▶ _Work to complete_:
Locate the line containing "Annotate each instance of the yellow" in the material below. Copy that line and all following lines through the end exactly, omitting any pictures.

▶ _Source material_:
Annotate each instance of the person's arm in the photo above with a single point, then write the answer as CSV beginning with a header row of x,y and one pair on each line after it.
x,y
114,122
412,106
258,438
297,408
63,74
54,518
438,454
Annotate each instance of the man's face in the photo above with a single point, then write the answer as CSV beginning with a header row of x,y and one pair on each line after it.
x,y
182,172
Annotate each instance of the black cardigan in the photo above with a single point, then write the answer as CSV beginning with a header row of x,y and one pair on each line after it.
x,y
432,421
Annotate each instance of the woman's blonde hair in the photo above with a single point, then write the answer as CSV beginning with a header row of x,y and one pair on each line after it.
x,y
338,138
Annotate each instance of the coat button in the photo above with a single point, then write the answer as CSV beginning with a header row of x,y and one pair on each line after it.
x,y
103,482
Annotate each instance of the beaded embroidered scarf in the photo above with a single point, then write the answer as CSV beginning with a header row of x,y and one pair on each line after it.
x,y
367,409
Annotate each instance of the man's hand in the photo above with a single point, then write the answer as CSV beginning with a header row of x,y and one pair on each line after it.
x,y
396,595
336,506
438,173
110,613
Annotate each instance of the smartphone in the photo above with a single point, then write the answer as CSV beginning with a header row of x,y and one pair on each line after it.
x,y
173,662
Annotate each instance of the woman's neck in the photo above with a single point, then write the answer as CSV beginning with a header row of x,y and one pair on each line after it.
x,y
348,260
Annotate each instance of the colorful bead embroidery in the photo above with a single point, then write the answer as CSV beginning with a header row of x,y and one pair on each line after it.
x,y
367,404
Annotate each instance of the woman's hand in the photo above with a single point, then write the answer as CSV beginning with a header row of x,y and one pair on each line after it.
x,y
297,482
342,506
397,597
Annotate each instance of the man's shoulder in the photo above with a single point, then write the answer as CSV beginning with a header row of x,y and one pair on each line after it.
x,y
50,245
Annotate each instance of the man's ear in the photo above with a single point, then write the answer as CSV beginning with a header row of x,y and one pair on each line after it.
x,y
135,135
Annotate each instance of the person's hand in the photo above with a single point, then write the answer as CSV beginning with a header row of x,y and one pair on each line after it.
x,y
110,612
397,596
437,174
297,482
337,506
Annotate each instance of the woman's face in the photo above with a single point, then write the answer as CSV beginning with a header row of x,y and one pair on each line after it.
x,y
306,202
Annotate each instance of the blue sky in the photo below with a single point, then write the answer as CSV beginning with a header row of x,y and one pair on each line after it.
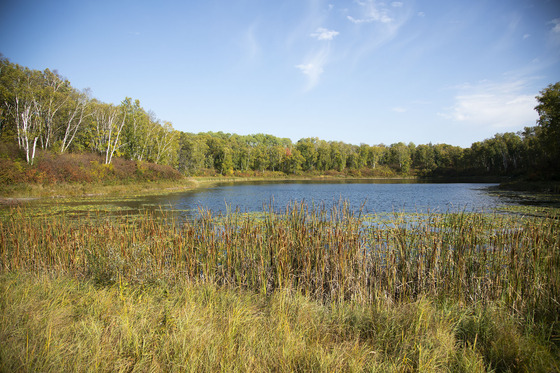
x,y
358,71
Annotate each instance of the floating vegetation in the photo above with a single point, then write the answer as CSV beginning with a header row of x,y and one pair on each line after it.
x,y
331,255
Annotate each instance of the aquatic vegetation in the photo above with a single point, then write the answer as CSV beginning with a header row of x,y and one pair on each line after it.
x,y
305,288
332,255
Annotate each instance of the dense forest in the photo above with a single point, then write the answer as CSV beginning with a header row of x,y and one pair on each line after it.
x,y
41,113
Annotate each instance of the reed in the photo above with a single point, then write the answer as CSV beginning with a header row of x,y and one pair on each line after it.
x,y
331,255
309,288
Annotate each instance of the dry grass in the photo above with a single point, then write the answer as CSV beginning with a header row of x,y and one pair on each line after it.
x,y
304,290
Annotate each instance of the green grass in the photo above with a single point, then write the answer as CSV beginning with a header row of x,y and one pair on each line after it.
x,y
59,323
305,289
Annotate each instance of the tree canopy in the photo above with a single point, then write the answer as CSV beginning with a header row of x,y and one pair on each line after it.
x,y
41,110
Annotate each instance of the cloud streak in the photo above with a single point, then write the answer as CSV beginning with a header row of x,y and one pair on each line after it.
x,y
324,34
500,106
313,67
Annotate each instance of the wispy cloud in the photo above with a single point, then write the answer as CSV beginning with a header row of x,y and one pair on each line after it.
x,y
555,31
500,106
313,66
371,12
556,23
324,34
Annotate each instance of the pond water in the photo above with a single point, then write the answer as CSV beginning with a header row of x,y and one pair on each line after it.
x,y
370,196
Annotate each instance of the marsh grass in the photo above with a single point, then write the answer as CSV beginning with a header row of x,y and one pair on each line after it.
x,y
304,289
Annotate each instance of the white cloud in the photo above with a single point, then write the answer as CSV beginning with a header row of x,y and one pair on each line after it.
x,y
372,12
324,34
313,67
556,23
501,106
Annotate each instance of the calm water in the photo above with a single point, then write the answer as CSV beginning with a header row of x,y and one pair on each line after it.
x,y
378,196
372,196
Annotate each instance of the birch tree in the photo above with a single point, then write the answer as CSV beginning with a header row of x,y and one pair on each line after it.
x,y
109,122
76,113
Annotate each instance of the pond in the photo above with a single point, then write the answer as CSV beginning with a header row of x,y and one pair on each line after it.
x,y
369,196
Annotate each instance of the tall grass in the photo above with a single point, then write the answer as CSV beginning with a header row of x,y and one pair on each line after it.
x,y
309,288
331,255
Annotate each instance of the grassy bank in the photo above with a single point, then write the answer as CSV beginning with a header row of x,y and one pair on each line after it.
x,y
58,323
305,289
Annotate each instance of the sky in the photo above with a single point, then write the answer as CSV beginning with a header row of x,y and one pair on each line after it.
x,y
357,71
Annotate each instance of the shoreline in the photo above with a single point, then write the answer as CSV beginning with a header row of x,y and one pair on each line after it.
x,y
14,195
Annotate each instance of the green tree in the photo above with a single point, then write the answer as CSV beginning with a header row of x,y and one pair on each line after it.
x,y
549,122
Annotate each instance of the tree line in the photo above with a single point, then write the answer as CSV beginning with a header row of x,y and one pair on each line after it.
x,y
41,110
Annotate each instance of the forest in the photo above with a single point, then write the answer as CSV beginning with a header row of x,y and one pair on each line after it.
x,y
41,113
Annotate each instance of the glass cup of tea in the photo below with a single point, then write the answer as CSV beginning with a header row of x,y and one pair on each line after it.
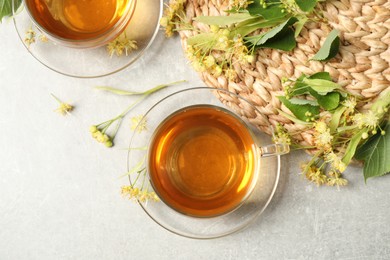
x,y
205,162
81,23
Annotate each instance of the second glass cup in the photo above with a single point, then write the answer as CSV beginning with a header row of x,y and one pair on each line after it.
x,y
205,161
81,24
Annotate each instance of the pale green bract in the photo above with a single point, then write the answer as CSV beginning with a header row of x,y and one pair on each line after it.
x,y
6,8
330,48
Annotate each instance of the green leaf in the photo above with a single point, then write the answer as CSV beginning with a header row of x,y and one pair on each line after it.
x,y
273,10
300,111
249,26
329,101
335,120
352,146
299,25
224,20
6,7
293,118
321,86
306,5
330,48
280,37
376,155
284,42
299,101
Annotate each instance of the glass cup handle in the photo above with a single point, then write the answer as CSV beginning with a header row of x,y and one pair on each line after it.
x,y
274,149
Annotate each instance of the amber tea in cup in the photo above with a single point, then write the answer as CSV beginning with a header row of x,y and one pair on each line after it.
x,y
202,161
81,23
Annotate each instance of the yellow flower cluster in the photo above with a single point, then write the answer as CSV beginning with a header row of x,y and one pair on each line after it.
x,y
29,37
138,194
317,176
240,4
121,45
218,55
322,136
173,13
100,136
281,136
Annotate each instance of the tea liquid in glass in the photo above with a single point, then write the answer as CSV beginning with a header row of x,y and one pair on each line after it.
x,y
202,161
77,19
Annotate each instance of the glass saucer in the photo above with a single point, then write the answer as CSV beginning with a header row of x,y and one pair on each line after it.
x,y
185,225
91,63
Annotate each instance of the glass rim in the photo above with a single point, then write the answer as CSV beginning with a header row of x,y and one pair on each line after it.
x,y
89,42
133,60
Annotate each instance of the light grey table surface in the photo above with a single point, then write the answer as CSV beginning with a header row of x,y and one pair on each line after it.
x,y
60,190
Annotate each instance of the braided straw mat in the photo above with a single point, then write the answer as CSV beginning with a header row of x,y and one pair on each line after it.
x,y
361,67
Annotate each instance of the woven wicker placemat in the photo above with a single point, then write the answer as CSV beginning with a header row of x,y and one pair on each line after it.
x,y
361,67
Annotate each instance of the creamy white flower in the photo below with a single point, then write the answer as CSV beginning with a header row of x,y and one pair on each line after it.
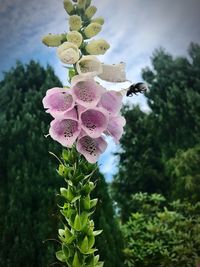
x,y
89,65
97,47
68,53
75,37
113,73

▶ _Task response_:
Annotate each instance of the yellow flower cluster in the photo above with a single point, then write the answer as CSV beginning with a header row of x,y and one pair on each line after it.
x,y
29,37
138,194
317,176
240,4
121,45
218,55
322,136
173,13
100,136
281,136
Annotate each instance of the tea liquid in glass in the photo above with a single point, then write the answer as CSV beginning with a header row of x,y and one pair on each line after it.
x,y
202,161
77,19
Annotate each instance of the glass saucer in the photo above with a single point, then write the answer as CSV beginning with a header row of x,y and one pair on each line after it.
x,y
185,225
91,63
Annotate each instance of the glass rim in the photo above with a single point, then write the answer as CSV beginning with a header row of x,y and one pair on each line after it.
x,y
89,42
133,60
Annotate each instance of the light grey table surface in the photo above with a single point, then write the answer as CSV beginning with a header row of x,y and one pair on each line after it.
x,y
60,190
Annotate each instance of the braided straw mat in the photo above with a single point, then write the answer as CSV beginning with a header row of x,y and one pair on each line after it.
x,y
361,67
Annotate each instance of the woven wicker placemat in the photo above with a single point, then write the answer as CSV beginning with a header row of x,y and one pair on each line after it.
x,y
361,67
Annotate each instance of the creamy white flower in the photo below with a single point, then write the answer as CSV beginning with a header row of x,y and one pair on each line after it.
x,y
89,65
97,47
68,53
75,37
113,73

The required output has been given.